* SET PROBLEM *
Show every line in the records below that contains the word "dark", copying each line in full. Match upper and lower case exactly.

** START GIVEN DATA **

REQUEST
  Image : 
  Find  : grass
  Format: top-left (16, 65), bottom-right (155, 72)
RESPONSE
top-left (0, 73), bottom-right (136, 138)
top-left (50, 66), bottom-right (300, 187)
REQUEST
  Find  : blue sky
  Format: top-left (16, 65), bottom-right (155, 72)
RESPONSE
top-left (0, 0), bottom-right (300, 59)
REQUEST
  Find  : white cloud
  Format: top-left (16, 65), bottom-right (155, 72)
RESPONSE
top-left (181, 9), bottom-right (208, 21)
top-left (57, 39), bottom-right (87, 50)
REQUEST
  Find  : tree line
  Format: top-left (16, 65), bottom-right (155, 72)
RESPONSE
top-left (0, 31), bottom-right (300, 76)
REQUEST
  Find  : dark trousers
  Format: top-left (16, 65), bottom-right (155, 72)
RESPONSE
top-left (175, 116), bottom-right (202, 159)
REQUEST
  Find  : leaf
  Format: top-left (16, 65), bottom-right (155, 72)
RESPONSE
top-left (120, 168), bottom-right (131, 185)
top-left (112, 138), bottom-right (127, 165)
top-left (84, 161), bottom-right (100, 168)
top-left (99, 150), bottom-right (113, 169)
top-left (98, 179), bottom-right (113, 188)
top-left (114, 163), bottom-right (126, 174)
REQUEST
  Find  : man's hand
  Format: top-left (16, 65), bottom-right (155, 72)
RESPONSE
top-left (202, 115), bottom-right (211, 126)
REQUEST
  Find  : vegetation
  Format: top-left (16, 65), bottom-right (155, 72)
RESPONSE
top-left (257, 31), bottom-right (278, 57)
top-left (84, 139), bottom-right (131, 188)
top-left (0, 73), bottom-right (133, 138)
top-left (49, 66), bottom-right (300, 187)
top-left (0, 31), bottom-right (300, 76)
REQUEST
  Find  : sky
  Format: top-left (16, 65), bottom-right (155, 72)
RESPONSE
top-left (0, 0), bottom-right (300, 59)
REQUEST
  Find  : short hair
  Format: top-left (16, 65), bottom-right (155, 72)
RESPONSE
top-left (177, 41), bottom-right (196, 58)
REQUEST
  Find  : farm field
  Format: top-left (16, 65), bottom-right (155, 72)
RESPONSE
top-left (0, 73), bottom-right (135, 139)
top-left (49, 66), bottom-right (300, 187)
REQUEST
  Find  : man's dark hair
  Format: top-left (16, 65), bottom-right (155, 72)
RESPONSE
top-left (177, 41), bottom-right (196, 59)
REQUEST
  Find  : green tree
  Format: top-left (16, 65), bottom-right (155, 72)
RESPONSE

** END GIVEN DATA **

* OUTPUT *
  Find  : dark trousers
  Find  : man's dark hair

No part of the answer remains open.